DATA LISTING
====

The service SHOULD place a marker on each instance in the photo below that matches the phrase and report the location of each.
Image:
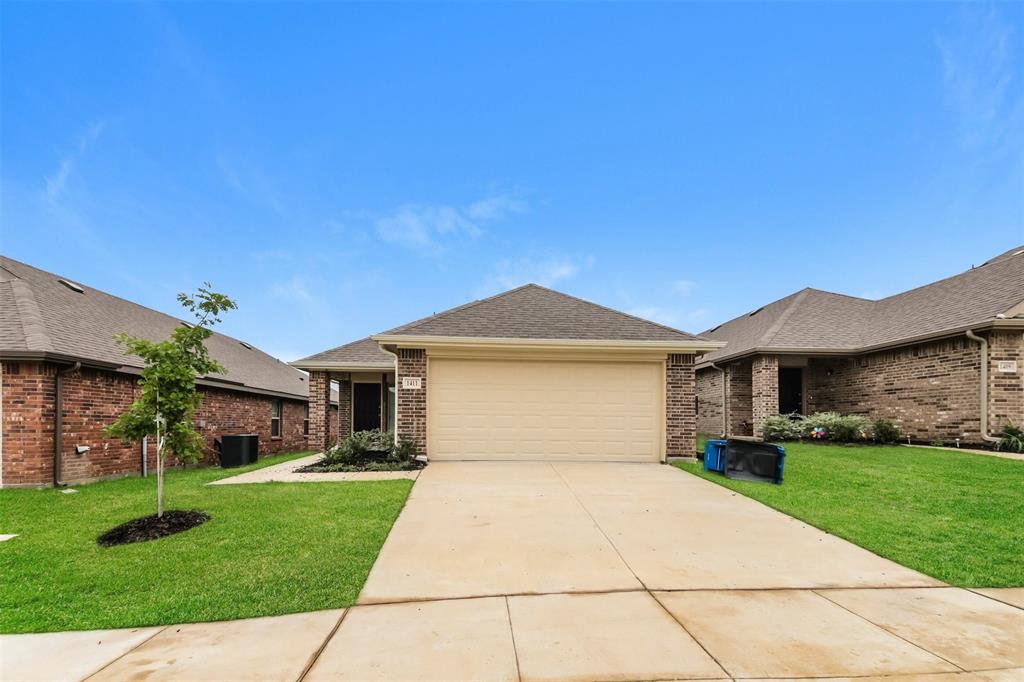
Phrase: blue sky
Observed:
(344, 168)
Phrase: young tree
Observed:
(169, 395)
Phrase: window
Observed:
(275, 419)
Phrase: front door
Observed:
(791, 390)
(366, 407)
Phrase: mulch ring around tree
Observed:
(153, 527)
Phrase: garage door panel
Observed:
(545, 410)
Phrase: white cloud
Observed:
(978, 69)
(683, 287)
(426, 227)
(56, 182)
(545, 269)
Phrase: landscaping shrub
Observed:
(885, 431)
(368, 451)
(836, 427)
(783, 427)
(1011, 438)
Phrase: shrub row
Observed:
(829, 426)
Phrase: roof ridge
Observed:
(776, 326)
(605, 307)
(100, 292)
(421, 321)
(33, 325)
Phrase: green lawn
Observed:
(955, 516)
(268, 549)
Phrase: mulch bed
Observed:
(153, 527)
(372, 465)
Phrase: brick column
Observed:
(320, 411)
(764, 391)
(411, 407)
(344, 409)
(681, 414)
(737, 389)
(1006, 389)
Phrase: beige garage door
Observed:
(526, 410)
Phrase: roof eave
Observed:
(416, 341)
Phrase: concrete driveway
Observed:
(589, 571)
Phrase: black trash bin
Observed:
(238, 450)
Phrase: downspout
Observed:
(984, 385)
(394, 427)
(58, 422)
(725, 401)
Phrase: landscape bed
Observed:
(955, 516)
(267, 550)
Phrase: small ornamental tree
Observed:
(168, 383)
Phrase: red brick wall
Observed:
(27, 437)
(681, 422)
(764, 390)
(412, 402)
(710, 406)
(320, 415)
(931, 390)
(1006, 389)
(740, 391)
(93, 398)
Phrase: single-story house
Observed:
(528, 374)
(945, 361)
(64, 378)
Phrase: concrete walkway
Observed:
(540, 571)
(285, 473)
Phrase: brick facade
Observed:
(764, 391)
(680, 406)
(739, 394)
(411, 414)
(711, 413)
(931, 390)
(93, 398)
(1006, 389)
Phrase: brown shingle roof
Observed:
(536, 312)
(365, 352)
(41, 316)
(812, 320)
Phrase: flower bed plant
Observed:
(829, 426)
(368, 451)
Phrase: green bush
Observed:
(366, 446)
(783, 427)
(837, 427)
(885, 431)
(1011, 438)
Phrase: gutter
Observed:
(725, 399)
(58, 422)
(983, 343)
(394, 427)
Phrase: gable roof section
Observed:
(532, 311)
(363, 354)
(41, 317)
(813, 321)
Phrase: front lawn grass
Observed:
(955, 516)
(268, 549)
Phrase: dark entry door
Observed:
(366, 407)
(791, 390)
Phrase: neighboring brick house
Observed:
(57, 348)
(530, 374)
(914, 358)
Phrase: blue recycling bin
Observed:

====

What you return should match the material word for word, apart from the pictures.

The service SHOULD place a marker on each instance in the photo below that matches the phrase and report the location of each.
Image:
Phrase: blue sky
Observed:
(344, 168)
Phrase: young tree
Observed:
(169, 395)
Phrase: window
Observed:
(275, 419)
Phrase: front door
Observed:
(791, 390)
(366, 407)
Phrase: mulch ring around tree
Observed:
(153, 527)
Phrase: garage door panel
Observed:
(545, 410)
Phrase: white cloud
Observed:
(978, 69)
(683, 287)
(426, 227)
(56, 182)
(545, 269)
Phrase: landscaping shrub
Observed:
(885, 431)
(368, 451)
(836, 427)
(783, 427)
(1011, 438)
Phrase: shrub row
Observed:
(829, 426)
Phrase: roof ridge
Observed:
(776, 326)
(605, 307)
(100, 292)
(421, 321)
(33, 325)
Phrase: green lawn
Observed:
(955, 516)
(268, 549)
Phrase: mulch bed
Observed:
(153, 527)
(372, 465)
Phrase: brick column
Observed:
(320, 411)
(764, 391)
(411, 407)
(344, 409)
(681, 414)
(737, 389)
(1006, 389)
Phrase: beige garage door
Observed:
(526, 410)
Phrase: roof eave
Observed:
(416, 341)
Phrase: concrete driveway
Observed:
(589, 571)
Phrase: black trash bin
Observed:
(238, 450)
Phrase: downspout
Observed:
(984, 385)
(394, 427)
(58, 422)
(725, 401)
Phrase: landscape bed
Observed:
(955, 516)
(267, 550)
Phrase: small ornamental tree
Observed:
(168, 383)
Phrase: red brick wall
Observed:
(27, 437)
(681, 422)
(764, 390)
(412, 402)
(710, 406)
(320, 415)
(931, 390)
(1006, 389)
(740, 391)
(93, 398)
Phrase: single-story house
Observed:
(528, 374)
(945, 361)
(64, 378)
Phrase: concrete walkway
Observed:
(540, 571)
(285, 473)
Phrase: brick facade
Observed:
(764, 391)
(680, 406)
(739, 394)
(411, 414)
(711, 413)
(931, 390)
(93, 398)
(1006, 389)
Phrase: brown shingle roof
Observed:
(536, 312)
(365, 352)
(41, 316)
(812, 320)
Phrase: flower bed plant
Observed:
(829, 426)
(368, 451)
Phrase: green bush
Observed:
(366, 446)
(783, 427)
(837, 427)
(885, 431)
(1011, 438)
Phrase: gutter
Observed:
(725, 399)
(58, 422)
(983, 343)
(394, 427)
Phrase: gable roof section
Observed:
(532, 311)
(363, 354)
(41, 317)
(813, 321)
Phrase: front lawn grass
Observed:
(955, 516)
(268, 549)
Phrase: dark entry door
Observed:
(366, 407)
(791, 390)
Phrase: neighboring brick house
Observed:
(57, 348)
(530, 374)
(914, 358)
Phrase: blue recycling bin
Observed:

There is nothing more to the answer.